The Federal Government has rejected the ongoing lobby by tertiary health institutions to increase treatment fees.
Chief medical directors across the country had recently disclosed plans to lobby the Federal Government for increase in hospital treatment charges.
The CMDs hinged their reasons for the demand on inflation.
But the Minister of Health, Prof. Isaac Adewole, in an interview with SUNDAY PUNCH, disclosed that he had not received any formal letter on the demand from the CMDs.
Adewale, who acknowledged the high cost of medical equipment, said he might not grant the request.
He insisted that the poor and vulnerable in the society must be catered for not minding the rising cost of medical equipment.
He said, “They don’t have to lobby the Federal Government for increment. Ideally if they have a board, they will write to us and when they write to us, we look into it.
“For now, there is no policy yet; the only thing we are doing is to say those who cannot pay, we will find a way to support them. But people must pay for treatment, we are running cost recovery. But those who cannot pay, we will help them.

> WORK REQUEST A:
Quote the part of the article on hospital treatment fees that opens with the words containing "Chief medical directors" and closes with "demand on inflation.".
> WORK REQUEST B:
Write what comes next in the article on hospital treatment fees, starting after its last sentence.
The lines that come next stand apart from the article on hospital treatment fees.

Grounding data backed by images
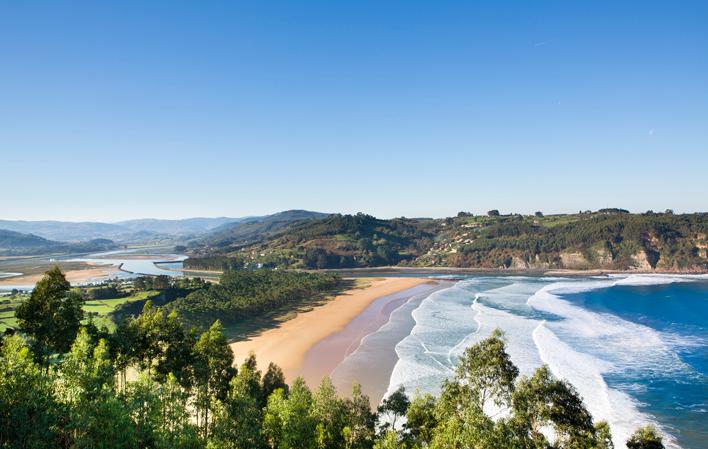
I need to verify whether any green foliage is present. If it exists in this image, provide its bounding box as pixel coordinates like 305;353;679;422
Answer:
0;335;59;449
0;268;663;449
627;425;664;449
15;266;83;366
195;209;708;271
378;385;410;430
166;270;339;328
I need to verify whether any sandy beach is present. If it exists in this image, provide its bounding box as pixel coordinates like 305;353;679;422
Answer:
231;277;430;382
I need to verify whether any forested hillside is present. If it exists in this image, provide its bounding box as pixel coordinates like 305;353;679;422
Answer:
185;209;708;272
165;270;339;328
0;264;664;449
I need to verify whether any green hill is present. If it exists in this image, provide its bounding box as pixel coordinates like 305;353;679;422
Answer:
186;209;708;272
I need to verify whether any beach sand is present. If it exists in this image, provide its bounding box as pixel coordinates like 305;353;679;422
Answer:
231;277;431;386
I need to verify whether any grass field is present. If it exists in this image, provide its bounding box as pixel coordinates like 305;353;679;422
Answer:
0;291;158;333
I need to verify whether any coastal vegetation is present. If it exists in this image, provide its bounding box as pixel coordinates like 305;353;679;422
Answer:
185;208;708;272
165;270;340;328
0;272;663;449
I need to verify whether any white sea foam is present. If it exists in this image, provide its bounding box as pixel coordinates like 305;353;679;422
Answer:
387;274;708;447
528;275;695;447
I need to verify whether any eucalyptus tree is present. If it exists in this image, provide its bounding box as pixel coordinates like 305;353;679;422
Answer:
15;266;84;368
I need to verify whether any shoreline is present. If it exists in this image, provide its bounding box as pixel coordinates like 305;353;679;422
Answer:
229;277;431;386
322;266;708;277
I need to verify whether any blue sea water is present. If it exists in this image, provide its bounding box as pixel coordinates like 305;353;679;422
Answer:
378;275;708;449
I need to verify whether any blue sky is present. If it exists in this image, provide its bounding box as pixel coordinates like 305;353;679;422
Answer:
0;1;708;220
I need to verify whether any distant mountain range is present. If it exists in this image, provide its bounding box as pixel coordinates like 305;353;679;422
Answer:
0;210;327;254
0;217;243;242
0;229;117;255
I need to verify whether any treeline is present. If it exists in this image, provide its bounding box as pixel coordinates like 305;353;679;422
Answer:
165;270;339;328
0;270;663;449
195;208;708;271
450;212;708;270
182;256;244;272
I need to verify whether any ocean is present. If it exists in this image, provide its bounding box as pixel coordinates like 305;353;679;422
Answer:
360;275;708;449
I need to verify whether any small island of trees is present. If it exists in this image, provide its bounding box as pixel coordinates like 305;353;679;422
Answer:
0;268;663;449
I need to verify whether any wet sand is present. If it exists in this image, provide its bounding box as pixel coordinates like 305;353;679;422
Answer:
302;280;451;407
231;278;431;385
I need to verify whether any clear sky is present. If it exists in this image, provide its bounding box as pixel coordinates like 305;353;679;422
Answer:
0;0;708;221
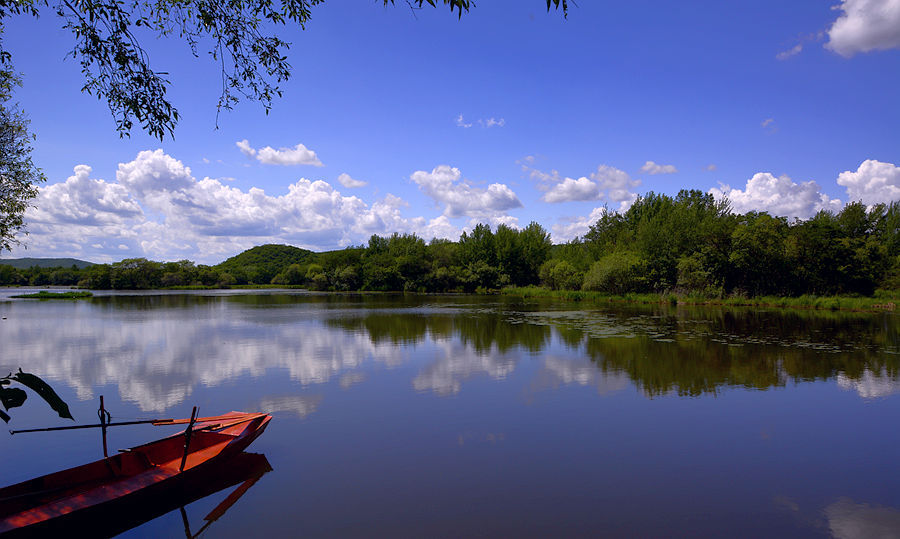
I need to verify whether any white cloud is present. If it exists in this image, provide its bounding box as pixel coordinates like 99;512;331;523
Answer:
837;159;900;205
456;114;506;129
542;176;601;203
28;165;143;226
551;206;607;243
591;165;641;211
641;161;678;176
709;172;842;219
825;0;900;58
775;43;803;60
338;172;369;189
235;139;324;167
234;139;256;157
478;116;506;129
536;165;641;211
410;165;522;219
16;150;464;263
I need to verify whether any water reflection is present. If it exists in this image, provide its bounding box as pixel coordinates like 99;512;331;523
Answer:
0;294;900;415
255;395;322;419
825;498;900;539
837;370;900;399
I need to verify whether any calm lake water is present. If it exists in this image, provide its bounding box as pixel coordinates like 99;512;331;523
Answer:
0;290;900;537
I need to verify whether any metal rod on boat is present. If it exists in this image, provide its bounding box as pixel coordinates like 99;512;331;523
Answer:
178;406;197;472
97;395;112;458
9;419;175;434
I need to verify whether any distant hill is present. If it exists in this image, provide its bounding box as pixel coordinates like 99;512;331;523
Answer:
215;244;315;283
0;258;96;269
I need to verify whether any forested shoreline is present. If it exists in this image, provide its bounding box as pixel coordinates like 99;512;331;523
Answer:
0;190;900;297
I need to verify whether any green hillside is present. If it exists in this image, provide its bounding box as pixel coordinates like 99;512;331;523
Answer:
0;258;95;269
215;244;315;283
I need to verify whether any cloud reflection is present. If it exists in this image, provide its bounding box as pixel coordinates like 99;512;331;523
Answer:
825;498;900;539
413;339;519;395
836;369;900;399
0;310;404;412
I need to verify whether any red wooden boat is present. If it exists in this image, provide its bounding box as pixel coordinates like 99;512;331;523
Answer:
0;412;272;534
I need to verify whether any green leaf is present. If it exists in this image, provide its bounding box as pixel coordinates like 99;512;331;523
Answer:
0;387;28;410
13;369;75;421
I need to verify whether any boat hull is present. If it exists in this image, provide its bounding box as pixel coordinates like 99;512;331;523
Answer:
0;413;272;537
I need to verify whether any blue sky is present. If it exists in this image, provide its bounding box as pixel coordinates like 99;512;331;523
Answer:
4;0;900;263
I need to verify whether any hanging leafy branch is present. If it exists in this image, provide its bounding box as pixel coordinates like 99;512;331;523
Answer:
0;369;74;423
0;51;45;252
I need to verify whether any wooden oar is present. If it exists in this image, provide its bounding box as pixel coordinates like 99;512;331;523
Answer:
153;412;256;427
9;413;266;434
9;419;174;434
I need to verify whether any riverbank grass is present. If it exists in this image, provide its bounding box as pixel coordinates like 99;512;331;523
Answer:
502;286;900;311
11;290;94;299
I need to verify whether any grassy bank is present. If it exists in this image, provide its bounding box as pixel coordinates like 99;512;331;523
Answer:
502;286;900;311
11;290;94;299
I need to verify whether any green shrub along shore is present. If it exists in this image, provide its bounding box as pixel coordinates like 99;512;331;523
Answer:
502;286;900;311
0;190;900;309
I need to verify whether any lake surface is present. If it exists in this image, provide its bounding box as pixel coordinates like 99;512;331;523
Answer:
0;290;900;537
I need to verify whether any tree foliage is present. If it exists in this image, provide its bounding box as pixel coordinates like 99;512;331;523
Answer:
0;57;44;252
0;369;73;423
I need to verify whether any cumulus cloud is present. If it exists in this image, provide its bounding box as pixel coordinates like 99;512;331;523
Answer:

> EXERCISE RESPONSE A:
Chief medical directors across the country had recently disclosed plans to lobby the Federal Government for increase in hospital treatment charges.
The CMDs hinged their reasons for the demand on inflation.

> EXERCISE RESPONSE B:
“I may not grant their request. You know I am a pro-poor person and that’s why we have been doing the RRI (Rapid Results Initiative) to get treatment to the poor and the vulnerable. Those who can pay must pay. No atmosphere for free treatment.
“We will take care of those who can’t afford to pay. But when those who can pay, escape payment, then, we are in trouble.”
On the letter of demand from the CMDs, Adewale said, “I can’t tell you; I’ve not seen their letter. I will have to ask the permanent secretary.”
He said that it would be difficult to convince Nigerians to pay more for medical services when the Federal Government was clamouring for Universal Health Coverage.
“Universal Health Coverage does not mean free treatment. It means that you do not need to suffer financial injury if you go for care. It didn’t say free treatment.
“There are ways to take care of that, either through insurance or government is subsidising it through tax. Somebody must pay, the primary healthcare principally is to take care of the common thing so that we can free the tertiary centres.”
The Chairman of Committee of Chief Executives of Tertiary Health Institutions, Prof. Thomas Agan, told SUNDAY PUNCH that teaching hospitals would not take any drastic decision if the Federal Government failed to accede to their request for increase in medical treatment fee.
In an interview on Friday, Agan said he would prefer to comment on the extent of lobby after the 2017 budget had been passed by the National Assembly.
He, however, said that if the Federal Government in the interim failed to accede to their lobby, they would abide by the rate.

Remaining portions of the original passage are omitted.